### Page extract
We all have those days and times when we think that life sucks. However, when you find yourself in that frame of mind it’s make it much easier to swallow when you can take a deep breath, exhale and realize no matter how bad and how hopeless you may feel at that particular moment in time there are a shitload of people who would gladly exchange places with you if given the chance. Believe me I know how much life can suck and how it feels to find yourself in utter despair but each day is an opportunity to turn things around. Don’t believe me? Try this life on for size.
Your grandfather dies from cancer. Your grandmother kicks the bucket on Christmas day later that same year. Your uncle dies of cancer not even a year later. Your other uncle also dies of cancer not even a year from the time your other uncle died from the same disease. Yeah that sucks but then your other uncle dies from a brain tumor. Your mother dies from cancer before before you make your 23rd birthday. Your brother is murdered not even a year later. Thankfully you married a woman who is everything you ever wanted. She’s smart, pretty and comes from a great family. After a few years of marriage you decide to try for a child and after months and months of trying the child is coming. Unfortunately the child is supposedly underweight and there is a good chance that the child will be born with down syndrome. Your father after having lived through all of this shit luckily makes retirement. As he begins to enjoy the work free lifestyle he suffers a stroke and is confined to a wheelchair for the rest of his life and lives on as a prisoner in his own body. Prior to the stroke your father married your mothers best friend, not for love but to help her out. She’s about to divorce him but when he suffers the stroke she gets $$$ in her eyes and fights you tooth and nail when you attempt to protect your fathers assets, prenuptial agreement be damned. You own a business and are less than a month away from being 100% debt free and 100% liquid but the industry in which you make your livelihood crashes leaving you with no other choice but to declare bankruptcy. Instead of going on your planned trip with your business partner to the Bahamas where you would sip fruity drinks and have a great time pissing away your hard earned money you instead find yourself trying to make a dollar from 15 fucking cents.

### Problems and tasks
1/ According to the text about hard luck, why did the father marry the mother's best friend?
2/ From the text about hard luck, reproduce word for word the passage from "We all have" to "on for size.".

### Listed records
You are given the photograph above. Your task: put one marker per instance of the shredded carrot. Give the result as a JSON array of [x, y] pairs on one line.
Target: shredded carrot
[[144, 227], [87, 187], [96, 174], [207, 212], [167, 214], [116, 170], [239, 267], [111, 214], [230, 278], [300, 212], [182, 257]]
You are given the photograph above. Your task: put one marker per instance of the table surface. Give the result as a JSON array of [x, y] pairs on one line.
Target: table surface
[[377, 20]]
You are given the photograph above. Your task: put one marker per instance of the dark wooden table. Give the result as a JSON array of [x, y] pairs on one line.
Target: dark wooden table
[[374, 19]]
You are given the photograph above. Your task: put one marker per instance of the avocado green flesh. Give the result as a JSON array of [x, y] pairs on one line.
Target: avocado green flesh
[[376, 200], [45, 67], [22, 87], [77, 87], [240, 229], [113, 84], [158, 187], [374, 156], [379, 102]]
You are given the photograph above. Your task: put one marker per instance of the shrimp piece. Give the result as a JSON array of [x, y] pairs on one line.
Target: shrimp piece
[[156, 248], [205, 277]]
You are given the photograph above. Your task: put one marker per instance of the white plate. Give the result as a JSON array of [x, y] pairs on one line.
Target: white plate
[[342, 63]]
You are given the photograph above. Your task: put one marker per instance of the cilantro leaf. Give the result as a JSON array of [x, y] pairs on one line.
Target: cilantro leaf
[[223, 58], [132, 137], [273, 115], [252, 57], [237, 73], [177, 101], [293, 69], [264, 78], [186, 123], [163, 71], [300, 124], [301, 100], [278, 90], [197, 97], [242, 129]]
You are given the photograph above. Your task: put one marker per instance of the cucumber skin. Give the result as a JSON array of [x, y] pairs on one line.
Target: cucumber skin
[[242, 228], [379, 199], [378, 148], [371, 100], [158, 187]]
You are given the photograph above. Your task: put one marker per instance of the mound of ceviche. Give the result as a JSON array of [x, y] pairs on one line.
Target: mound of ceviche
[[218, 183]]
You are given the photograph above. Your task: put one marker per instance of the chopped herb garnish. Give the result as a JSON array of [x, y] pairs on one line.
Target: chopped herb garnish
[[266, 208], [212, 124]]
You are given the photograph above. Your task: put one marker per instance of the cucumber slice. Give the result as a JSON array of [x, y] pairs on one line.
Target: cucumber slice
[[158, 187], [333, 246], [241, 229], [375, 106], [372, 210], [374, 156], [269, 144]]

### Results in order
1/ He married her to help her out, not for love.

2/
We all have those days and times when we think that life sucks. However, when you find yourself in that frame of mind it’s make it much easier to swallow when you can take a deep breath, exhale and realize no matter how bad and how hopeless you may feel at that particular moment in time there are a shitload of people who would gladly exchange places with you if given the chance. Believe me I know how much life can suck and how it feels to find yourself in utter despair but each day is an opportunity to turn things around. Don’t believe me? Try this life on for size.